## Task statement
Format the stretch of the records from their start through the line containing "28,301,62,317", both ends included, as a Markdown table with columns "Row" and "Line", one line per row and numbered in order. Skip blank lines and leave the pictures out.

## Supplied records
:::
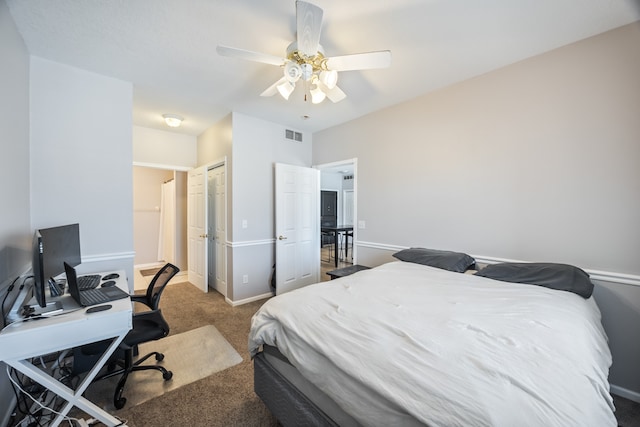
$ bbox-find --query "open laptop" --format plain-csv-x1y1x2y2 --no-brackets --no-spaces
64,262,129,307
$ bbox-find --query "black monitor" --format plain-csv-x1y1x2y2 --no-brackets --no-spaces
32,224,81,307
31,230,47,307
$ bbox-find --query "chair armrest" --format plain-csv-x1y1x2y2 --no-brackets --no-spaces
131,295,153,309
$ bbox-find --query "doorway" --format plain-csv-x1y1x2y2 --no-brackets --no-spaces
207,164,227,298
133,165,187,290
315,158,357,281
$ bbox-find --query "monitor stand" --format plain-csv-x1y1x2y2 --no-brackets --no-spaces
28,301,62,317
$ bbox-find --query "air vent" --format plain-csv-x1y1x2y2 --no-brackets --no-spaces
284,129,302,142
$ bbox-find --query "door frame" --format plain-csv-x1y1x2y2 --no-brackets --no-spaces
207,160,229,298
313,157,358,265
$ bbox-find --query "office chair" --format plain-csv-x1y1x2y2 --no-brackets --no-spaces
90,263,180,409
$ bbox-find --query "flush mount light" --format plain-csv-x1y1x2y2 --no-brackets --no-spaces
162,114,184,128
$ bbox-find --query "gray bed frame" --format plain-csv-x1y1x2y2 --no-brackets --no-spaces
253,345,360,427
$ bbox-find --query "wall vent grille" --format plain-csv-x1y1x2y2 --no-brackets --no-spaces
284,129,302,142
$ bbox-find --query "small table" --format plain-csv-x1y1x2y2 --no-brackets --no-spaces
320,225,353,267
327,264,371,280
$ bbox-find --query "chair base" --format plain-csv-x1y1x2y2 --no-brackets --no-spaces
94,349,173,409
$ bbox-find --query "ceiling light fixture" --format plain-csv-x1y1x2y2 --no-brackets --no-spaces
162,114,184,128
216,0,391,104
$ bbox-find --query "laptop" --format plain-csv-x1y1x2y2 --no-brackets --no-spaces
64,262,129,307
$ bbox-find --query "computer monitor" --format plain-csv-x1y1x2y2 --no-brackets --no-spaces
32,224,81,307
31,230,47,307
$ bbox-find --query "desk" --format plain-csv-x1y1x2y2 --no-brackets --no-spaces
327,264,371,280
0,271,132,426
320,225,353,267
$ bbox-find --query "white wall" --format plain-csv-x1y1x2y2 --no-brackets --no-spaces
133,126,197,171
133,166,174,265
313,23,640,400
0,1,32,285
133,126,198,273
0,0,32,426
198,113,311,303
30,57,133,277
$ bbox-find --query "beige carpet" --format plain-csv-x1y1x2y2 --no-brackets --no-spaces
140,268,160,277
85,325,242,413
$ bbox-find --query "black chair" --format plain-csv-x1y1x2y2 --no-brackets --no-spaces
91,263,180,409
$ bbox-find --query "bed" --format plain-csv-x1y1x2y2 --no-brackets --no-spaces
249,251,617,427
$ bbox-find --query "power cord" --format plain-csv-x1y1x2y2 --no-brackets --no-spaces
6,365,79,427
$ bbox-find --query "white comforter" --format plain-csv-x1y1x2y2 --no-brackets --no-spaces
249,261,616,427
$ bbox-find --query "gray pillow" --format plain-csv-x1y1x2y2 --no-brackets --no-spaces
393,248,476,273
476,262,593,298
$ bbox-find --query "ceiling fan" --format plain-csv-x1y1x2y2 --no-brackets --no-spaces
216,0,391,104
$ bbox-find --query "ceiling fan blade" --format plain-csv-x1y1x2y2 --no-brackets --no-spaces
216,46,287,67
296,0,322,56
260,77,287,96
327,50,391,71
316,80,347,103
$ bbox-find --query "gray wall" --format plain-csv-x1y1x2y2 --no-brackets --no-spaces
0,0,31,426
198,112,311,304
0,6,133,425
30,56,134,277
313,23,640,400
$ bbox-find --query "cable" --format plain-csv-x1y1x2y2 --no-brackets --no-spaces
7,365,80,426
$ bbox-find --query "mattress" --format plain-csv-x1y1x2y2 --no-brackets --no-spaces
249,262,616,427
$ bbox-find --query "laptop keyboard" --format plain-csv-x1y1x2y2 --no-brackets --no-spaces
80,289,111,305
78,274,102,291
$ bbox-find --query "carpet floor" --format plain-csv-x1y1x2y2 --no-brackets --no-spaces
109,283,278,427
85,325,242,415
86,283,640,427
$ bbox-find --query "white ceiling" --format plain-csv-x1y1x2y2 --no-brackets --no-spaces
6,0,640,135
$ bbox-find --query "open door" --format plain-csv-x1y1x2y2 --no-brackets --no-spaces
187,166,209,292
275,163,320,295
207,164,227,297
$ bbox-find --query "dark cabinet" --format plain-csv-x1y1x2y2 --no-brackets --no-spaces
320,191,338,227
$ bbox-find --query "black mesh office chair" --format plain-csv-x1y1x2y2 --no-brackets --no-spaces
90,263,180,409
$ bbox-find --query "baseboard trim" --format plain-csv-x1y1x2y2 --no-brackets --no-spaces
610,384,640,403
224,292,273,307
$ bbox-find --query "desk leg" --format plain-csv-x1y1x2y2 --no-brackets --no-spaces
5,333,126,427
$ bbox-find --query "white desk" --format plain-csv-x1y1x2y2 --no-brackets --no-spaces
0,271,132,426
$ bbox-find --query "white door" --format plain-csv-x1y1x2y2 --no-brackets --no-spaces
187,167,208,292
275,163,320,295
207,165,227,297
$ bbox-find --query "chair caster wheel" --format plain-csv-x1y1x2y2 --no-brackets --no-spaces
113,397,127,409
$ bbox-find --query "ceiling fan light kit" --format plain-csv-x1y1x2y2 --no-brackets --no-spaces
216,0,391,104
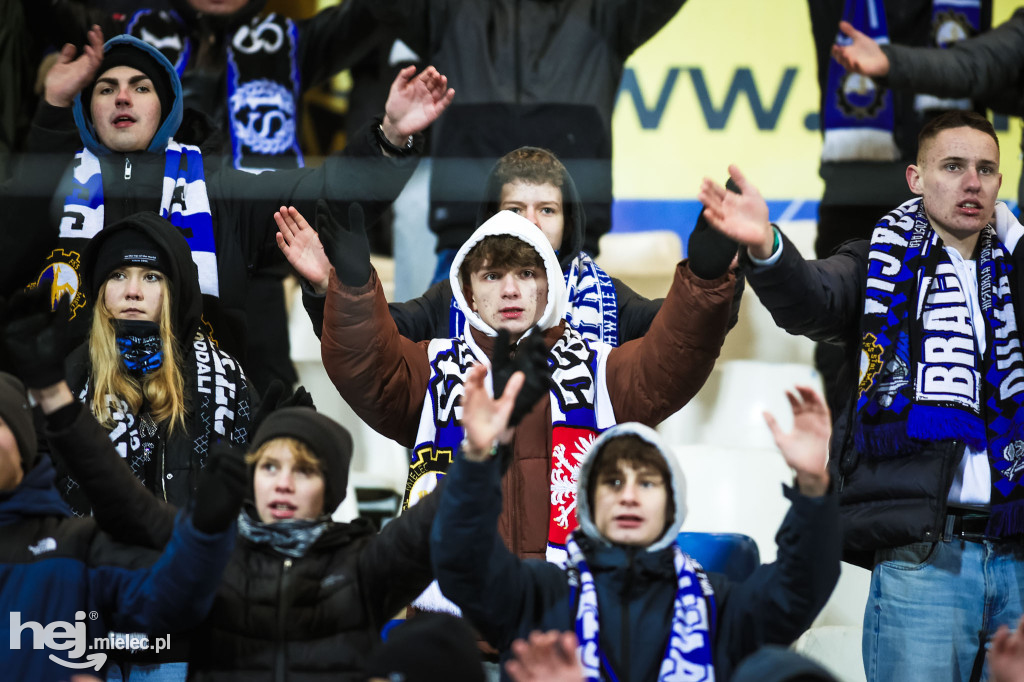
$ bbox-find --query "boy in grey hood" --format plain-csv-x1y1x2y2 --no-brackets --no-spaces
431,369,840,682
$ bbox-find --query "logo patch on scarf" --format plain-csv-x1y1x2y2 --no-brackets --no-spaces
229,79,295,154
548,426,596,545
35,249,85,319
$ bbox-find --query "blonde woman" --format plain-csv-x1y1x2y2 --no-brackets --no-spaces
58,213,251,514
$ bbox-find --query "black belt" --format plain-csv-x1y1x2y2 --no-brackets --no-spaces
943,509,1001,543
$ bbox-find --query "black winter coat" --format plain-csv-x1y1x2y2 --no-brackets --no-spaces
743,235,1024,568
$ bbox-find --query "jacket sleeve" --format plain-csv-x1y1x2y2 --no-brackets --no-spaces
209,120,419,267
297,1,384,89
359,478,444,626
607,261,735,426
44,401,176,549
741,231,869,342
89,512,238,635
430,454,569,649
882,9,1024,113
715,486,841,665
321,268,429,447
387,280,452,341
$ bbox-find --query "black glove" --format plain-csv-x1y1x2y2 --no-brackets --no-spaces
490,330,551,426
686,177,742,280
3,286,71,388
250,379,316,433
193,440,249,535
315,199,370,287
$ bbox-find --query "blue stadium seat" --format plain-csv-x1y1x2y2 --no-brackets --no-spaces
676,532,761,581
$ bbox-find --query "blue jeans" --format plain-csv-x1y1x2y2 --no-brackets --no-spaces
862,540,1024,682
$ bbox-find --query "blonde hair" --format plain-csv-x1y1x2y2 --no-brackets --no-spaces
89,278,185,433
246,436,324,475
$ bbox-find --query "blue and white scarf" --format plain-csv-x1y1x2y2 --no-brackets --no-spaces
854,199,1024,537
821,0,899,161
566,534,715,682
913,0,981,112
54,139,220,296
449,252,618,346
125,9,304,173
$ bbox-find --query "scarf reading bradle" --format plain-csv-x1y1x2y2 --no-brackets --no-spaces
59,139,220,296
449,253,618,346
125,9,303,173
566,535,715,682
855,199,1024,537
65,332,249,515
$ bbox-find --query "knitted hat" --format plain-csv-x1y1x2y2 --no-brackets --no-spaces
0,372,39,473
366,612,484,682
82,44,174,125
85,229,170,297
249,408,352,513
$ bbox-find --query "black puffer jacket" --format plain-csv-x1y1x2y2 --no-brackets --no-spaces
744,228,1024,568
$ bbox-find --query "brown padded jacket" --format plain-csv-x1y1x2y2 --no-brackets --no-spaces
321,260,735,559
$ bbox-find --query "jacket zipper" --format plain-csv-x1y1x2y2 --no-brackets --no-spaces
273,559,292,682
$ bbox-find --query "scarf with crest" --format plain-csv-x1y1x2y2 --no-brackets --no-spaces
854,199,1024,537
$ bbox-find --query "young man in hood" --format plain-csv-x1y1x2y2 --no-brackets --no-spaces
317,199,734,560
431,360,840,682
12,31,454,360
699,112,1024,681
284,146,743,346
0,367,239,682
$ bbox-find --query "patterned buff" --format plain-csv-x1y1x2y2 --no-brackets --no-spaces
114,319,164,377
57,140,220,301
449,253,618,346
855,199,1024,537
125,9,303,173
566,535,716,682
913,0,981,112
239,505,331,559
821,0,899,161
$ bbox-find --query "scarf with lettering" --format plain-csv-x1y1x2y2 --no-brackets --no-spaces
449,252,618,346
125,9,303,173
854,199,1024,537
566,535,715,682
54,139,220,317
402,325,615,612
913,0,981,112
60,331,251,516
821,0,899,161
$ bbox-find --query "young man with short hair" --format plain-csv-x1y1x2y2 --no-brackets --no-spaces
431,360,840,682
699,112,1024,681
317,204,734,560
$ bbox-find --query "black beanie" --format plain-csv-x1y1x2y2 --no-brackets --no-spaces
82,44,174,121
0,372,39,473
366,612,484,682
85,229,171,298
249,408,352,514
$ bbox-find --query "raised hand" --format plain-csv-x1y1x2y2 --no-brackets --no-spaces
764,386,831,498
505,630,583,682
193,440,249,534
273,206,331,294
316,199,370,287
831,22,889,78
43,25,103,106
381,67,455,142
697,166,775,259
462,365,524,462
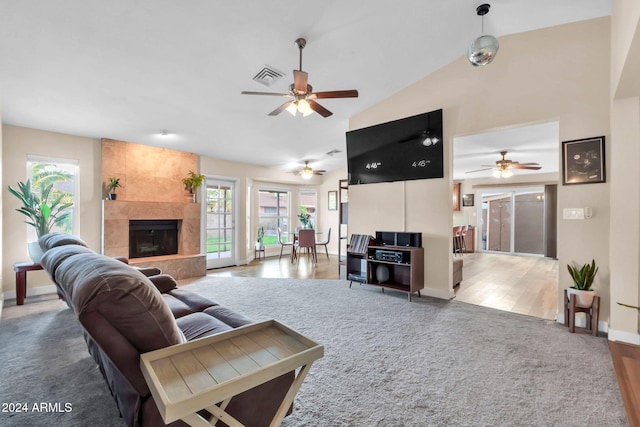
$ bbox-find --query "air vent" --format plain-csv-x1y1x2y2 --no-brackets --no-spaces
253,65,284,86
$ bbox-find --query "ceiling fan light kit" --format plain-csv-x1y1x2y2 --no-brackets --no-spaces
467,3,500,67
298,160,326,179
467,151,542,178
241,38,358,117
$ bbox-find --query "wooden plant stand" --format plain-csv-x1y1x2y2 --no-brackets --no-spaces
564,289,600,337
:::
## Complete output
| Row | Line |
|---|---|
| 1 | $ bbox-find --query "open laptop" --format plain-csv-x1y1x2y2 --no-brackets --no-spaces |
| 2 | 64,262,129,307 |
| 3 | $ bbox-find --query "black monitor" --format plain-csv-x1y1x2y2 --no-brackets --no-spaces |
| 4 | 32,224,81,307 |
| 5 | 31,230,47,307 |
| 6 | $ bbox-find --query "chair armrest" --format plain-csv-x1y1x2y2 --no-brackets --no-spaces |
| 7 | 131,295,153,309 |
| 8 | $ bbox-find --query "doorway" --format plain-csv-x1y1x2y2 --no-brackets --no-spaces |
| 9 | 207,164,227,298 |
| 10 | 133,165,187,290 |
| 11 | 315,158,357,281 |
| 12 | $ bbox-find --query "monitor stand" --format plain-csv-x1y1x2y2 --no-brackets --no-spaces |
| 13 | 28,301,62,317 |